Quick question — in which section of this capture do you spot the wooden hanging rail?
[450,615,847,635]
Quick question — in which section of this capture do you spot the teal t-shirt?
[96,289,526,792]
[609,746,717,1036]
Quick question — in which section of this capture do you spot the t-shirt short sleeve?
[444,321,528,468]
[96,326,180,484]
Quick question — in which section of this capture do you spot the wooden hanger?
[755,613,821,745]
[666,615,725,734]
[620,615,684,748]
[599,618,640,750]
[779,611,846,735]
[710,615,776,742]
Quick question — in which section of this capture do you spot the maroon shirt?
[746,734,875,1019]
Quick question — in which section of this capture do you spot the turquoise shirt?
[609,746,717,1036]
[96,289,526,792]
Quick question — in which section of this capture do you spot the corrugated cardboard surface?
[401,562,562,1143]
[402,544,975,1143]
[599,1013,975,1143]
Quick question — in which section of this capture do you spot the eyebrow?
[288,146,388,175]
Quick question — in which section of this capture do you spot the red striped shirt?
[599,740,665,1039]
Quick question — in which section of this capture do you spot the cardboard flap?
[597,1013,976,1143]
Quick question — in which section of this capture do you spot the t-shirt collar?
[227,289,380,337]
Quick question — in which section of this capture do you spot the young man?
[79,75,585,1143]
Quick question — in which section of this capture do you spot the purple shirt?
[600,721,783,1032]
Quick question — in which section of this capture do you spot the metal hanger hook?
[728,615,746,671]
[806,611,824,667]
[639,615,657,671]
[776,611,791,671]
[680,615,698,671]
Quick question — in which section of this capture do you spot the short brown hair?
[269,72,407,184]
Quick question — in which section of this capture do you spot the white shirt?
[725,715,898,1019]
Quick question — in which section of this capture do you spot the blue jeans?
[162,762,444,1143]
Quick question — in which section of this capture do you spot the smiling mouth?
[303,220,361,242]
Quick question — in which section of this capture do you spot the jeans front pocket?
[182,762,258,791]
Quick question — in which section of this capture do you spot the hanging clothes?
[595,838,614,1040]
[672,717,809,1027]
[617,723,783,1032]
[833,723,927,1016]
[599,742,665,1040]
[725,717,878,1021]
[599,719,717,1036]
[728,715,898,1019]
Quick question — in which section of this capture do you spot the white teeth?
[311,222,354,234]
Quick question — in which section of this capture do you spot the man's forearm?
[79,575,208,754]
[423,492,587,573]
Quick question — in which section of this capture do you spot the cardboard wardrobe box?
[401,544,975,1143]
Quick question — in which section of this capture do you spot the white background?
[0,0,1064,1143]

◆ WORK REQUIRED ◆
Print all of the data above again, word for word and line by line, changing nothing.

◆ COMPLETE ANSWER ◆
Quick question — in which section of this capture do you spot the wooden hanging rail?
[450,615,847,635]
Quick question — in which section of this capture do you spot the teal t-shirt?
[96,289,526,792]
[609,746,717,1036]
Quick question — in which section of this capture do you spot the t-shirt short sleeve?
[444,321,528,468]
[96,326,180,484]
Quick question — in which section of this capture do you spot the wooden hanger?
[755,613,821,745]
[666,615,725,734]
[620,615,684,748]
[599,618,640,750]
[779,611,846,735]
[710,615,776,742]
Quick question — in which section of this capture do you spot the maroon shirt?
[746,734,875,1019]
Quick question — in which section of this capture do you spot the turquoise shirt?
[609,746,717,1036]
[96,289,526,792]
Quick question — in which section of this capture do you spot the corrugated cardboard surface?
[401,562,562,1143]
[402,544,975,1143]
[599,1013,975,1143]
Quick question — in which section of this capture do you spot the eyebrow?
[288,146,388,175]
Quick question — in which section of this capture do you spot the red striped shirt?
[599,740,665,1039]
Quick question — in which section of this capture do you spot the cardboard flap?
[597,1013,976,1143]
Quick question — in which section of this capture do you spot the t-shirt collar?
[227,289,380,337]
Quick question — in which section of this capture do you spot the young man?
[79,75,585,1143]
Quick question — in which section of this capture do you spot the purple shirt?
[600,721,783,1032]
Quick question — in which section of this capture do you spot the metal hanger hook?
[728,615,746,671]
[806,611,824,667]
[639,615,657,671]
[776,611,791,671]
[680,615,698,671]
Quick question — in which section of this capture do you spot the short brown hair?
[269,72,407,184]
Quick question — in which section of this capture do you spot the white shirt?
[725,715,898,1019]
Quick question — in which section of this capture do you spot the blue jeans?
[162,762,444,1143]
Quick question — in which section of this capture do you spot the smiling mouth?
[303,220,361,242]
Quick question — in which section of this capture do you spot the jeans front pocket?
[182,762,258,791]
Quick question — in which section of this capture do you spot the hanging clothes?
[595,838,614,1040]
[672,717,809,1027]
[617,723,783,1032]
[833,723,927,1016]
[599,742,665,1040]
[725,717,878,1021]
[599,719,717,1036]
[728,715,898,1019]
Quick question — in which section of this capture do you spot the white teeth?
[311,222,354,234]
Quick question — in which section of this capture do you spot the man's forearm?
[79,575,208,754]
[423,492,587,573]
Quick question — in which section of this capture do you spot the cardboard wardrobe box?
[401,544,975,1143]
Quick question — in which section of this capture do you spot the white background?
[0,0,1064,1143]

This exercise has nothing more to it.